[Dataset excerpts]
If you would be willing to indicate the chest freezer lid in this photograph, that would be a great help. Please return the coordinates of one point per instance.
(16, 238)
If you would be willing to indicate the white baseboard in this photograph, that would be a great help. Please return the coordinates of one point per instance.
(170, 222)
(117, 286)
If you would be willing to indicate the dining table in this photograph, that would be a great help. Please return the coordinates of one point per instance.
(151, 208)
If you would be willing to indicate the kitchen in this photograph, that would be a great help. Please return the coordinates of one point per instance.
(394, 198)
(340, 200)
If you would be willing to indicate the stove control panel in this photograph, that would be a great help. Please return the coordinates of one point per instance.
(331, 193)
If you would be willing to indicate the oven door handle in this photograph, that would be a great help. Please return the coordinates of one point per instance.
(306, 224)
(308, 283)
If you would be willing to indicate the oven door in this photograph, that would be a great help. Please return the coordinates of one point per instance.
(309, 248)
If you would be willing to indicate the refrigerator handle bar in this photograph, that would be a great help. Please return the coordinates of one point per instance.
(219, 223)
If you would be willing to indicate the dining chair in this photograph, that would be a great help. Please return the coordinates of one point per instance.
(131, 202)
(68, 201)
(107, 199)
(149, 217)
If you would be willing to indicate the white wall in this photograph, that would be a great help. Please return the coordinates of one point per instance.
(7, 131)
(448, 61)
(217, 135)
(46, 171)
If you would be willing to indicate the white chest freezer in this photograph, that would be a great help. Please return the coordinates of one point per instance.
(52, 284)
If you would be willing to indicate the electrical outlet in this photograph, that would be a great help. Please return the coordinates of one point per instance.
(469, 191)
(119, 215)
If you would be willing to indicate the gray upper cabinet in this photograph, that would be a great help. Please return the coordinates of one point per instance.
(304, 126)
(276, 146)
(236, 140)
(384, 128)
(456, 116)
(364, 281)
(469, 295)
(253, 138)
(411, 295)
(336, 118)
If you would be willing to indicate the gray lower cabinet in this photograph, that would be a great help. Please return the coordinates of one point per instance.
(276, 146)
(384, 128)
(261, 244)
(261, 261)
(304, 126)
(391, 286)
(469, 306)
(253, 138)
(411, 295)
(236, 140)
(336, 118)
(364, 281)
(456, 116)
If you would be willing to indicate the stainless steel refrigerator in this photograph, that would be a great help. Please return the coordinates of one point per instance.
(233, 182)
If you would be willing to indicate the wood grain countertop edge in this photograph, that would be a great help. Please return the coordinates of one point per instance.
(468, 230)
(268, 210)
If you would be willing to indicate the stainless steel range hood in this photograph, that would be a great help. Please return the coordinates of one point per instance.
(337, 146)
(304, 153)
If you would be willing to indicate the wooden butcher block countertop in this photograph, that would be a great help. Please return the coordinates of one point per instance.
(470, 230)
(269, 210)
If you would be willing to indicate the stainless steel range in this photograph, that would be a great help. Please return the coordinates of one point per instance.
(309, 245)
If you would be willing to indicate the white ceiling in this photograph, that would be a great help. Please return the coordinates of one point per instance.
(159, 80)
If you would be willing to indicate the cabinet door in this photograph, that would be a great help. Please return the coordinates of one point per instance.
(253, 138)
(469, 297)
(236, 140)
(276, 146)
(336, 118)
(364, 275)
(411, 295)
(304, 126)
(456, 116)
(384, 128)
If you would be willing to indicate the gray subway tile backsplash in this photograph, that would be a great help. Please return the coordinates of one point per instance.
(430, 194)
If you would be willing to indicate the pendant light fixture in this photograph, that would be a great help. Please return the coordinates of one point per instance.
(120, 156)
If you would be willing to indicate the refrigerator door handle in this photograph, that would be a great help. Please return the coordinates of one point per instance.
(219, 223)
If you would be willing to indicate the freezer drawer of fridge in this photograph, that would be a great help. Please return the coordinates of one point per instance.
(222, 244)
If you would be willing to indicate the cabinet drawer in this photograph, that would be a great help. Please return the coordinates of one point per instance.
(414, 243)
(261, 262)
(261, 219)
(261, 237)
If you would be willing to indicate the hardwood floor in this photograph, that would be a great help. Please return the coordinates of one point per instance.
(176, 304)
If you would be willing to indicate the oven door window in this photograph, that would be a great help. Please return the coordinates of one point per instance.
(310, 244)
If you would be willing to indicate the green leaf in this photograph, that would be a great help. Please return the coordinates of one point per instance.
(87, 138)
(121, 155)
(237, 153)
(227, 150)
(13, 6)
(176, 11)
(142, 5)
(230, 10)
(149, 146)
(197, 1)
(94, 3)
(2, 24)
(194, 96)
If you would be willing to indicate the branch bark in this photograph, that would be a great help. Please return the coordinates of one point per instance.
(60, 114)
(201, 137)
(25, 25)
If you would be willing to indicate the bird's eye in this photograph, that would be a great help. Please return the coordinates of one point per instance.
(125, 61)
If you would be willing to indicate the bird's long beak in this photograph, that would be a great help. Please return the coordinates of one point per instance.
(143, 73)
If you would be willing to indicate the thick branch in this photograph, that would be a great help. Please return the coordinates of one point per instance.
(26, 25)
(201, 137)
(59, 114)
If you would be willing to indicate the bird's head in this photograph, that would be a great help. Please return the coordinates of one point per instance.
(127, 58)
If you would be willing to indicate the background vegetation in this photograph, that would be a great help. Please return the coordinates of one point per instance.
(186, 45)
[/Dataset excerpts]
#### [Task objective]
Your task is to reproduce all of the records exactly.

#### [Task response]
If you would be willing to indicate the chest freezer lid in this photograph, that would be a great help. Please return the coordinates of one point per instance.
(16, 238)
If you would be willing to indicate the white baseboard in this photograph, that would be a great help. Please return the coordinates of one point per instance.
(170, 222)
(117, 286)
If you would be willing to indicate the dining table in this photograph, that would be a great help. Please return the coordinates of one point per instance.
(151, 208)
If you would be willing to indicate the kitchen in this photograph, that would be a great help. Please return the coordinates of one point per instance.
(394, 198)
(340, 200)
If you would be willing to indicate the stove control panel in this photograph, that would be a great help. Please return the coordinates of one point per instance.
(331, 193)
If you would be willing to indicate the oven door handle in this photograph, that would be a great help. Please return the coordinates of one point per instance.
(306, 224)
(308, 283)
If you would be willing to indicate the oven door in this photograph, that would be a great help. Please return the coordinates of one point per instance.
(309, 248)
If you would be willing to indicate the refrigerator handle bar in this photograph, that would be a great help. Please return the coordinates of one point per instance.
(219, 223)
If you would be willing to indicate the dining chair in this photograph, that would be a great help. Please return the coordinates of one point per instance.
(131, 202)
(68, 201)
(107, 199)
(149, 217)
If you would be willing to indicate the white wall in this photograph, that would be a great help. Please return the coordinates of one point per instance.
(7, 131)
(448, 61)
(217, 135)
(46, 171)
If you would be willing to indicate the white chest freezer in this photograph, that would be a great help. Please return the coordinates of one point per instance.
(52, 284)
If you would be willing to indicate the electrical outlet in this photograph, that would be a great help. Please return the coordinates of one point per instance.
(469, 191)
(119, 215)
If you would be willing to indicate the gray upper cabinet in this photograph, that would be a great help. Please return the coordinates of one point per instance.
(304, 126)
(276, 146)
(236, 140)
(384, 128)
(456, 116)
(364, 281)
(469, 295)
(253, 138)
(411, 295)
(336, 118)
If you would be willing to indicate the gray lower cabinet in this photograph, that would be a great help. Please return the coordinates of one point per instance.
(276, 146)
(384, 128)
(261, 244)
(261, 261)
(304, 126)
(391, 286)
(469, 306)
(253, 138)
(411, 295)
(236, 140)
(336, 118)
(364, 281)
(456, 116)
If you would be willing to indicate the stainless steel refrigerator in this photograph, that would be a great help. Please return the coordinates of one point per instance.
(233, 182)
If you would be willing to indicate the wood grain countertop edge in this photograph, that would be a great help. Please return the coordinates of one point per instance.
(468, 230)
(268, 210)
If you would be willing to indicate the stainless steel range hood in this photograph, that would be a great help. Please return the coordinates of one point per instance.
(337, 146)
(304, 153)
If you would be willing to indicate the wooden butcher block countertop in this photograph, that would be a great help. Please return the coordinates of one point per instance.
(470, 230)
(269, 210)
If you would be willing to indicate the stainless steel range in this photograph, that would be a great help. Please return the coordinates of one point per instance.
(309, 245)
If you would be willing to indicate the white ceiling in this photograph, that would be a great help. Please return the coordinates of one point per instance.
(159, 80)
If you would be willing to indicate the cabinet door in this photograph, that would be a great help. Please return the coordinates of one point per instance.
(253, 138)
(469, 297)
(236, 140)
(276, 146)
(336, 118)
(364, 275)
(411, 295)
(304, 126)
(456, 116)
(384, 128)
If you would be willing to indicate the gray subway tile backsplash in this photograph, that would be a great help. Please return the coordinates of one point per instance.
(430, 194)
If you would be willing to indicate the pendant light fixture in this photograph, that would be a great help. Please return the coordinates of one point per instance.
(120, 156)
If you would be willing to indicate the refrigerator door handle in this photograph, that would be a great help. Please return the coordinates of one point per instance.
(219, 223)
If you would be willing to indicate the freezer drawer of fridge in this photograph, that would be a great help. Please return the coordinates of one point per instance.
(222, 244)
If you would be willing to indicate the cabinet drawer in this photograph, that would be a great help. Please return the coordinates of one point per instance.
(414, 243)
(261, 262)
(261, 219)
(261, 237)
If you would be willing to indicate the hardwood floor in this photograph, that would be a great help. Please return the coordinates of one point per instance.
(176, 304)
If you would be willing to indicate the oven door window in this photograph, that would be a great help. Please return the coordinates of one point per instance.
(310, 244)
If you would be willing to indicate the green leaf in this photograph, that would be a great help. Please return the coordinates of one point per instance.
(87, 138)
(121, 155)
(237, 153)
(227, 150)
(13, 6)
(176, 11)
(142, 5)
(230, 10)
(149, 146)
(197, 1)
(94, 3)
(2, 24)
(194, 96)
If you would be willing to indicate the branch bark in this photograph, that would be a great help. Please return the coordinates of one point per instance.
(60, 114)
(201, 137)
(25, 25)
If you would be willing to indicate the bird's eye in this photograph, that would be a great help. Please return the coordinates of one point per instance.
(125, 61)
If you would be willing to indicate the bird's long beak in this photograph, that would be a great help. Please return the coordinates of one point per instance.
(143, 73)
If you would be willing to indicate the thick branch in this photograph, that would be a great help. Please return the coordinates of one point per instance.
(26, 25)
(201, 137)
(59, 114)
If you would be willing to indicate the bird's head in this photograph, that would be a great help. Please return the coordinates of one point per instance.
(127, 58)
If you would be willing to indicate the background vegetation in this photograph, that would be a great help. Please return the coordinates of one point per instance.
(186, 45)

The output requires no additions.